Ton expérience dans le domaine de l’édition avec le Long Bec a-t-il modifié ta perception des métiers de la bande-dessinée en général et de celui de scénariste en particulier ?
J’ai été responsable éditorial du Long Bec pendant trois ans et cela a été une expérience passionnante. Avant, ma vision du monde de l’édition et celle de la chaîne du livre était uniquement une vision d’auteur. Mon travail était d’écrire une histoire. La conception, la fabrication et la commercialisation des albums ne me concernaient pas vraiment. Or, quand on commence à travailler pour une maison d’édition, on réalise vite à quel point tout cela est important et complexe. A quel point l’économie de la chaîne du livre est une économie fragile. Aujourd’hui, je sais parfaitement comment fonctionnent la diffusion, la distribution et les libraires. Je suis beaucoup plus conscient des enjeux économiques et des seuils de rentabilité. Cette connaissance de l’ensemble de la chaîne du livre a forcément changé ma vision du métier de scénariste. Je trouve d’ailleurs que les auteurs devraient davantage s’intéresser à ces réalités matérielles pour mieux comprendre les difficultés auxquelles ils sont confrontés. Un éditeur n’est pas un banquier. Sa marge, surtout s’il s’agit d’un petit éditeur, est extrêmement faible. Et la réalité des ventes est parfois déprimante. Un auteur ne peut pas vivre de son travail s’il met un an à réaliser un album et qu’au final, il en vend 1500 ou 2000 exemplaires. Où alors, il faut changer de modèle éditorial. C’est cette réflexion qui m’a conduit à collaborer avec des éditeurs comme « Les Sculpteurs de Bulles » ou les « Quatre Mondes ». Les auteurs sont le premier maillon de la chaîne du livre et c’est à eux, avec les éditeurs intéressés, d’en changer le fonctionnement et reprendre leur destin en main. S’ils n’en prennent pas conscience et s’ils ne trouvent pas rapidement le moyen de se rapprocher de leurs lecteurs, une bonne partie d’entre eux risque de disparaître …
Peux-tu en quelques mots nous parler de tes projets présents et à venir ?

Lignes issues d'une source de données
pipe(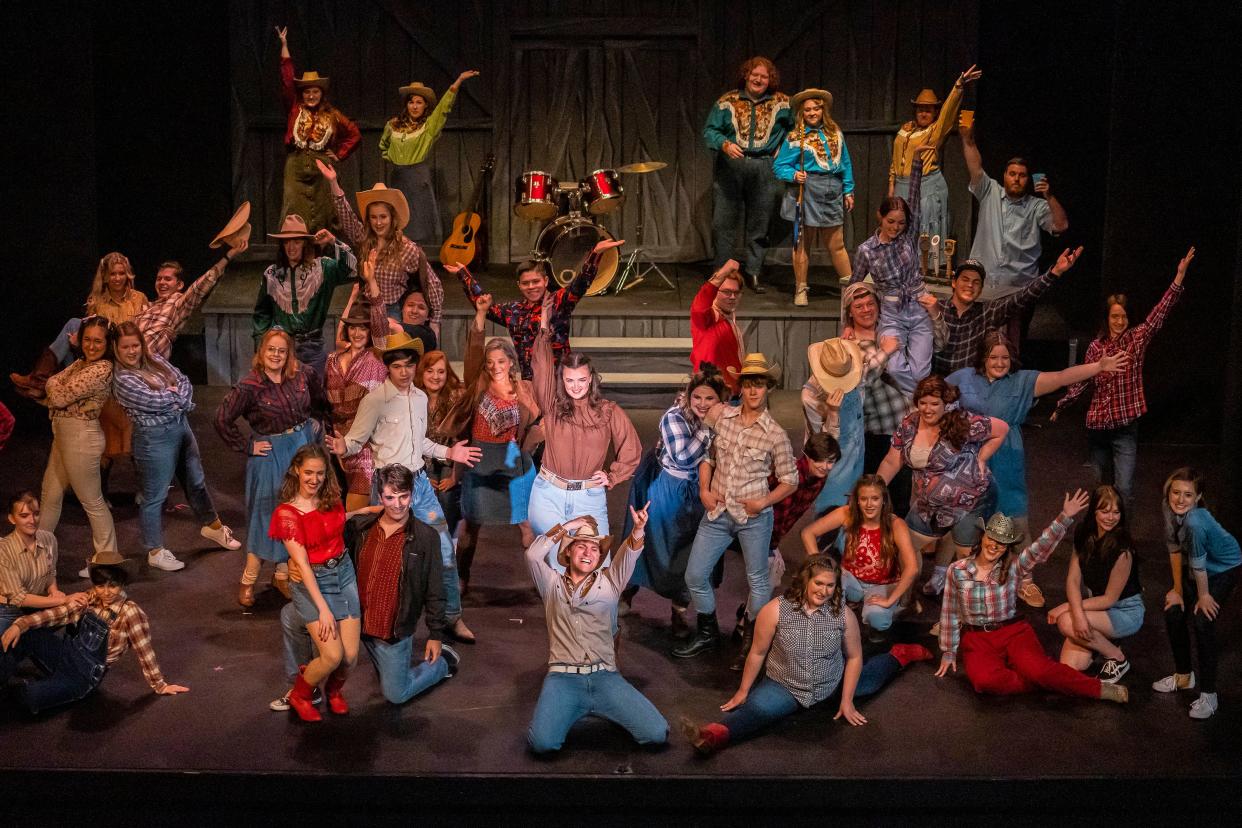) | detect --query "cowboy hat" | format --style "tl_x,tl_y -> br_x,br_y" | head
729,354 -> 780,385
293,72 -> 328,92
358,184 -> 410,230
209,201 -> 250,247
975,511 -> 1022,546
789,87 -> 832,113
806,336 -> 862,391
380,327 -> 422,356
396,81 -> 436,109
340,302 -> 372,327
267,212 -> 314,238
556,519 -> 612,570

_ÉNONCÉ A:_
Traduire en anglais la phrase suivante du texte sur le métier de scénariste : « Je suis beaucoup plus conscient des enjeux économiques et des seuils de rentabilité. »
_ÉNONCÉ B:_
Dupliquer à l'identique, dans le texte sur le métier de scénariste, tout ce qui va de « Ton expérience dans » jusqu'à « en particulier ? » inclus.

_SOLUTION RÉDIGÉE A:_
I am much more aware of the economic stakes and the profitability thresholds.

_SOLUTION RÉDIGÉE B:_
Ton expérience dans le domaine de l’édition avec le Long Bec a-t-il modifié ta perception des métiers de la bande-dessinée en général et de celui de scénariste en particulier ?